[What to produce] For each line below that includes the word "volcanic", make a copy.

┄┄┄┄┄┄

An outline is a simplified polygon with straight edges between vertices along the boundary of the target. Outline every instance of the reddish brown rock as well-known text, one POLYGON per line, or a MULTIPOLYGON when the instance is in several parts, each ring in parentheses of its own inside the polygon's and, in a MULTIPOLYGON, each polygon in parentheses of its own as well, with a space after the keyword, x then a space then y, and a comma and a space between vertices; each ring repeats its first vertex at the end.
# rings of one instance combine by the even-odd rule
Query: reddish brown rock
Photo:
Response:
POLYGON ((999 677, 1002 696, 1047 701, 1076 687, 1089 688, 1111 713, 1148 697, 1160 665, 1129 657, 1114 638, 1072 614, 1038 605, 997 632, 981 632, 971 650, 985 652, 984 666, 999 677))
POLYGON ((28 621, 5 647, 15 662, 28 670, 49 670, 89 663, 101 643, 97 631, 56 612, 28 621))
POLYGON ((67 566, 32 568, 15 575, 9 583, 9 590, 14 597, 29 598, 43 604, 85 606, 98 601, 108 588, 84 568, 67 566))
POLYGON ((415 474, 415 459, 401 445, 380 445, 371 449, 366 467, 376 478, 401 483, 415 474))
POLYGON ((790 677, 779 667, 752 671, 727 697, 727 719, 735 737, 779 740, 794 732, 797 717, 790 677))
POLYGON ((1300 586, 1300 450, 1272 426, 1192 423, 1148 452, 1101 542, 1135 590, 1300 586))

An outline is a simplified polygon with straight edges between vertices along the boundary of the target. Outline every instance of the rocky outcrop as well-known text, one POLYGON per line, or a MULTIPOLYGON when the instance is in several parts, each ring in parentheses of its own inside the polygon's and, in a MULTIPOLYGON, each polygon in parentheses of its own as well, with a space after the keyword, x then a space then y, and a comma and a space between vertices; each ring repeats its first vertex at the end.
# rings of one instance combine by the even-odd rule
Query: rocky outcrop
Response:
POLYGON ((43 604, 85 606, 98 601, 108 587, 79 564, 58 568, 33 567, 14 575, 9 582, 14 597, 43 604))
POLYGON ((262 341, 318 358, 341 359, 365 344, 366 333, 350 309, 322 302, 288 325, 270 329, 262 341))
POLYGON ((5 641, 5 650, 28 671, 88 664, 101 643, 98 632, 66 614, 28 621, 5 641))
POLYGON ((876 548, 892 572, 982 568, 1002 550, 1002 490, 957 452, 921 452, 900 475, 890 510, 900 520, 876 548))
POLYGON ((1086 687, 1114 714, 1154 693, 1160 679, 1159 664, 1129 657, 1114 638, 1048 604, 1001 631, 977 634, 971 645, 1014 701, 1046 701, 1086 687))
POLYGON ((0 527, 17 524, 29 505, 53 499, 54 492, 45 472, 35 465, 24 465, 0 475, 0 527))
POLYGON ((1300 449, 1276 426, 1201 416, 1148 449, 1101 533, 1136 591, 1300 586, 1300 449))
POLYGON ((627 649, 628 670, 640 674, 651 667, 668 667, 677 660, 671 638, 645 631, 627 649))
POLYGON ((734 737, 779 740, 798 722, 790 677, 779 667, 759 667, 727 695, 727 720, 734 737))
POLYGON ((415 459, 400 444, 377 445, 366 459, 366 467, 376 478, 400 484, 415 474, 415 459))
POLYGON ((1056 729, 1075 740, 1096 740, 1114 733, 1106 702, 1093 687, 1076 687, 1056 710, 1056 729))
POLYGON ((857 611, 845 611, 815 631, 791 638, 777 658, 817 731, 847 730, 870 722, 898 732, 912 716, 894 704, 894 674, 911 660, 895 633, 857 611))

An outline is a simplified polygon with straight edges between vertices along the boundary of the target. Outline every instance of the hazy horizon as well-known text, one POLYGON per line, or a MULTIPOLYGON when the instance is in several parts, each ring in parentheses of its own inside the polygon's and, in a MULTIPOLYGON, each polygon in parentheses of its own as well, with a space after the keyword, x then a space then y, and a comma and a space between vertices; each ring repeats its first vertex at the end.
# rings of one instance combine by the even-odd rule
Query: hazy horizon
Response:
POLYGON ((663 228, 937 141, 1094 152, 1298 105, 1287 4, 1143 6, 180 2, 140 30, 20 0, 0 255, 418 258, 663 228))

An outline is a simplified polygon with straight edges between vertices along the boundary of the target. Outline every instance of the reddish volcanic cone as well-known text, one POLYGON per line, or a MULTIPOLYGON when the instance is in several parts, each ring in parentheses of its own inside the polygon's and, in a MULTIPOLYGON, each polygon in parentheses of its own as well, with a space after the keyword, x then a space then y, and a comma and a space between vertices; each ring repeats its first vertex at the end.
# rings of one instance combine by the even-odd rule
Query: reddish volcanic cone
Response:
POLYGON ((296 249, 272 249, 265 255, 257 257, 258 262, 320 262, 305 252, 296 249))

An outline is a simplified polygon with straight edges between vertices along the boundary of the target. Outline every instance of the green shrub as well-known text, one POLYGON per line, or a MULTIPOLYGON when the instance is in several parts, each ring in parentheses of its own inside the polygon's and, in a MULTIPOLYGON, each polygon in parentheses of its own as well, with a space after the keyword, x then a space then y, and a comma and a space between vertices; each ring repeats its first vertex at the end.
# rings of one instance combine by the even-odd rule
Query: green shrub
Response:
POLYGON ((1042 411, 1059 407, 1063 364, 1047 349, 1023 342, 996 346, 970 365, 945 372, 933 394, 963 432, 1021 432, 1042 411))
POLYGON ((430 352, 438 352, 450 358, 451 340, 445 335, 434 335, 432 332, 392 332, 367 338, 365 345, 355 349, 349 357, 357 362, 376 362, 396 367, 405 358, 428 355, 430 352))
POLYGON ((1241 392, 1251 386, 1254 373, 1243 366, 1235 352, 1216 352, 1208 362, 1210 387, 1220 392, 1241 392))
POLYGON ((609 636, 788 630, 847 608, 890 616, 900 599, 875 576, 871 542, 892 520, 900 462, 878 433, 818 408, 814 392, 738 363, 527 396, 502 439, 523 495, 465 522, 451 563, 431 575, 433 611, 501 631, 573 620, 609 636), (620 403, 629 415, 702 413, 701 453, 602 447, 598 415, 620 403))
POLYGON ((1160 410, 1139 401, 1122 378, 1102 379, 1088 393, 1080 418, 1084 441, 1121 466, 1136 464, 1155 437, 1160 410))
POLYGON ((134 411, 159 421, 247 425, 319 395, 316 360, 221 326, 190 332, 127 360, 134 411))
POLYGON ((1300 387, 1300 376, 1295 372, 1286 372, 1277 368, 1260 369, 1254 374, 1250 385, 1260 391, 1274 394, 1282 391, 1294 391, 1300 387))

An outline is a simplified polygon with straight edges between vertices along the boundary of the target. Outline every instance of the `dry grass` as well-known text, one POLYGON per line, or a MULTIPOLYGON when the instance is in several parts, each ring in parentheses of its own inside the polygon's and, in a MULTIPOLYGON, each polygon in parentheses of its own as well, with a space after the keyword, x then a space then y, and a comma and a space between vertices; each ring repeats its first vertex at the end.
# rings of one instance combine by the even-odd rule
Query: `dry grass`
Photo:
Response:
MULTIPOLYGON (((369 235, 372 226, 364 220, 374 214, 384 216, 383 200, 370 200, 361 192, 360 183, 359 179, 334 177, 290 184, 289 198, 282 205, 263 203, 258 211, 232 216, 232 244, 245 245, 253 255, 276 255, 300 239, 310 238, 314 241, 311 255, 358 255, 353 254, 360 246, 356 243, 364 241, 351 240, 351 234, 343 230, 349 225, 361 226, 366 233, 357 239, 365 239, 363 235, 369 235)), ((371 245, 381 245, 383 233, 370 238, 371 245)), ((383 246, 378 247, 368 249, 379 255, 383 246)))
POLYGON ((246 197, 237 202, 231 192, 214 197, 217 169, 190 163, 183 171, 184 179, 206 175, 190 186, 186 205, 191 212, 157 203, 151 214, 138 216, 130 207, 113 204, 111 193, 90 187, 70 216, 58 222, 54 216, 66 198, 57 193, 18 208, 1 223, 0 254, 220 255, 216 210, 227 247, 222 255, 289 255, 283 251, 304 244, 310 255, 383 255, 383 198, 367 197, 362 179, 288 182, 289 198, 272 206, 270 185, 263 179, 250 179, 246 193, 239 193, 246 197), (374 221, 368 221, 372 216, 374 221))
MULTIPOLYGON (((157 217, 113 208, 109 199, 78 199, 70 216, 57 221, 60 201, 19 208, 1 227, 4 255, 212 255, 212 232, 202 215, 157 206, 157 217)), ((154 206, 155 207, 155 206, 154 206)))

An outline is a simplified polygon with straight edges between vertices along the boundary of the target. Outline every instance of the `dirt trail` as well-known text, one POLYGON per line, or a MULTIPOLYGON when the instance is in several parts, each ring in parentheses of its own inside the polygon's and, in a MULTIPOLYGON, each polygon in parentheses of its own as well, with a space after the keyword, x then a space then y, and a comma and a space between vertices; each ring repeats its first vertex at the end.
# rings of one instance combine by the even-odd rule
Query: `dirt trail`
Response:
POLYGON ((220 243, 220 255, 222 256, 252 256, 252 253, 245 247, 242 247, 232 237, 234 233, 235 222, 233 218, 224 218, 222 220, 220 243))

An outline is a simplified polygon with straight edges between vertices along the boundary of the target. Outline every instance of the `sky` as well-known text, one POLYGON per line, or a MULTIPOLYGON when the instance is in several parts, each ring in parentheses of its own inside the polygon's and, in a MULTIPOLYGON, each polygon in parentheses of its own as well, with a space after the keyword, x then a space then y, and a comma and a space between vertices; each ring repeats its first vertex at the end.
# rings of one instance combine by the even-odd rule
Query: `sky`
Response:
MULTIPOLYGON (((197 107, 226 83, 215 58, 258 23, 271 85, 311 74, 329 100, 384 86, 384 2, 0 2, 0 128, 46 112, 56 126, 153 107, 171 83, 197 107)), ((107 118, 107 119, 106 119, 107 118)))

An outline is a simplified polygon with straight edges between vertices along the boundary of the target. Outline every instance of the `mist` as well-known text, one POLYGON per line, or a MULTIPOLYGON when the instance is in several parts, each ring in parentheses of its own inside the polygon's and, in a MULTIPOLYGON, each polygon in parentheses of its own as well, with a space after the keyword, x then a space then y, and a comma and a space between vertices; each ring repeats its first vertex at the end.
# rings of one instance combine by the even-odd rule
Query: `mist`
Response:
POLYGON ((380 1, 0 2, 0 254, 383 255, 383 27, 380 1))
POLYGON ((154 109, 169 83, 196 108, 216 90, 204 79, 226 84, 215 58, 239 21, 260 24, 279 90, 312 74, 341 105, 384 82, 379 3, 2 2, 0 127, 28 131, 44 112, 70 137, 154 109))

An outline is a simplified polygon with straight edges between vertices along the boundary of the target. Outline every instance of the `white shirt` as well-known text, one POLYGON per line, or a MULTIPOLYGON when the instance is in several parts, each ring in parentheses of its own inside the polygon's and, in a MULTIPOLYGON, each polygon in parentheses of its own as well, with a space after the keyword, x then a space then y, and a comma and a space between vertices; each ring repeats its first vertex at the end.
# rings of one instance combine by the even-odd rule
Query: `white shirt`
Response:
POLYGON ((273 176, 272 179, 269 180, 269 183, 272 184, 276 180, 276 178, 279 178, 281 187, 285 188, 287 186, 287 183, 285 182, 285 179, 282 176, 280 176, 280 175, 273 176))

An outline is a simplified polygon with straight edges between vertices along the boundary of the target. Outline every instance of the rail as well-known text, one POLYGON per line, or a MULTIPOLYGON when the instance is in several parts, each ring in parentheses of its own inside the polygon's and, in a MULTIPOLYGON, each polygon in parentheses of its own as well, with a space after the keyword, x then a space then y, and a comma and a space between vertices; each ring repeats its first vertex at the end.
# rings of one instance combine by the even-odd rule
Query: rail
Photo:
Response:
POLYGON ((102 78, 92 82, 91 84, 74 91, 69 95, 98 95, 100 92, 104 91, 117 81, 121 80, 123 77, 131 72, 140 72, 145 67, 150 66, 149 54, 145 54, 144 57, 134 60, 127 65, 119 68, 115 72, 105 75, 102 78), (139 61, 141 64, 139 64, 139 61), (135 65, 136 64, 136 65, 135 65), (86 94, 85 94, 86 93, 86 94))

┄┄┄┄┄┄

[Written answer]
An outline is a simplified polygon with straight edges between vertices along the boundary of the target. Outline every instance of the reddish volcanic cone as well-known text, one POLYGON per line, or a MULTIPOLYGON when the instance is in several parts, each ring in parentheses of its own inside the polygon's and, in a MULTIPOLYGON, each polygon in parentheses of its own as well, with a space after the keyword, x then a space then y, and a comma and a space between vertices; each ring repeats its first vertex at the end.
Query: reddish volcanic cone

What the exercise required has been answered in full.